» **Task description**
Rewrite all of the material below as a numbered list, one line per item, and leave out the blank lines.

________

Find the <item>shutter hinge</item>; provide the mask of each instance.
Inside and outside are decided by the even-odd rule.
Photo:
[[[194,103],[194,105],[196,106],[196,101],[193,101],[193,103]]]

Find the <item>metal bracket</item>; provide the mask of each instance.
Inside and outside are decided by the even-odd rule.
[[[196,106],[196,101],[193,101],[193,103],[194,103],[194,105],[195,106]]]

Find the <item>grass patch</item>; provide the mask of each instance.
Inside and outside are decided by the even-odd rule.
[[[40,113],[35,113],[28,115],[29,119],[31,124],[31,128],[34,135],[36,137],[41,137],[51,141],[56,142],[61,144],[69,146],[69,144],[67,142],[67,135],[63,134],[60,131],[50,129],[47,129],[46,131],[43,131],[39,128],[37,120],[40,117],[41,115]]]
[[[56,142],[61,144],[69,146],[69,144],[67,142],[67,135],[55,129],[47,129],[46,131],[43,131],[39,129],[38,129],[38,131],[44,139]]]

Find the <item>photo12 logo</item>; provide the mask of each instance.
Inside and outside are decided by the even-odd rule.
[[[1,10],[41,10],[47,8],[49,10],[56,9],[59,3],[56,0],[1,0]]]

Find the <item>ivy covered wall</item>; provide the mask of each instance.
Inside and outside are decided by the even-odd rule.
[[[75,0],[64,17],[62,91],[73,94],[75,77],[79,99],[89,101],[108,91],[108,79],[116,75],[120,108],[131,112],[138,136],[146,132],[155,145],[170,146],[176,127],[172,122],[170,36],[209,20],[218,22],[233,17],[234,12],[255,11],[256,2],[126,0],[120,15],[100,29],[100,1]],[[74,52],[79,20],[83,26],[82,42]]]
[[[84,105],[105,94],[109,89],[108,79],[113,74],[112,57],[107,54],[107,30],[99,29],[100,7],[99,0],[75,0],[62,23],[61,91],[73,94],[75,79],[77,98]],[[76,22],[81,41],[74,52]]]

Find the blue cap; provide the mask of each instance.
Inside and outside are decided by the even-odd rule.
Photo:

________

» **The response**
1. Find the <item>shutter hinge</item>; provide the mask of each instance.
2. Inside and outside are decided by the even-odd rule.
3. Photo:
4. [[[194,103],[194,105],[196,106],[196,101],[193,101],[193,103]]]
5. Find the <item>metal bracket</item>; provide the mask of each instance.
6. Inside and outside are decided by the even-odd rule.
7. [[[196,106],[196,101],[193,101],[193,103],[194,103],[194,105],[195,106]]]
8. Find the <item>grass patch</item>; provide the mask of each instance.
9. Inside and outside are decided by the even-odd rule.
10. [[[40,113],[35,113],[28,115],[29,119],[31,124],[31,128],[34,135],[36,137],[41,137],[51,141],[56,142],[61,144],[69,146],[69,144],[67,142],[67,135],[63,134],[60,131],[50,129],[47,129],[46,131],[43,131],[39,128],[37,120],[40,117],[41,115]]]
11. [[[56,142],[61,144],[69,146],[69,144],[67,142],[67,135],[55,129],[47,129],[46,131],[43,131],[39,129],[38,129],[38,131],[44,139]]]
12. Find the <item>photo12 logo</item>; provide the mask of each instance.
13. Inside and outside are decided by the even-odd rule.
14. [[[1,10],[41,10],[47,8],[49,10],[56,9],[59,3],[56,0],[1,0]]]
15. Find the <item>ivy covered wall</item>; provide the mask of each instance.
16. Inside and outside are decided by the even-odd rule.
17. [[[75,0],[64,17],[62,91],[73,94],[75,77],[79,99],[89,101],[108,91],[108,79],[116,75],[120,108],[131,112],[138,136],[146,132],[155,145],[170,146],[176,127],[172,122],[170,36],[209,20],[218,22],[233,17],[234,12],[255,11],[256,2],[126,0],[120,15],[100,29],[100,1]],[[74,52],[79,20],[83,26],[82,42]]]
18. [[[84,105],[105,94],[109,89],[108,79],[113,74],[112,57],[107,54],[107,30],[99,29],[100,7],[99,0],[75,0],[62,23],[61,91],[73,94],[75,79],[77,98]],[[76,22],[81,41],[74,52]]]
19. Find the blue cap; provide the mask of each instance.
20. Inside and outside are decided by the even-odd rule.
21. Photo:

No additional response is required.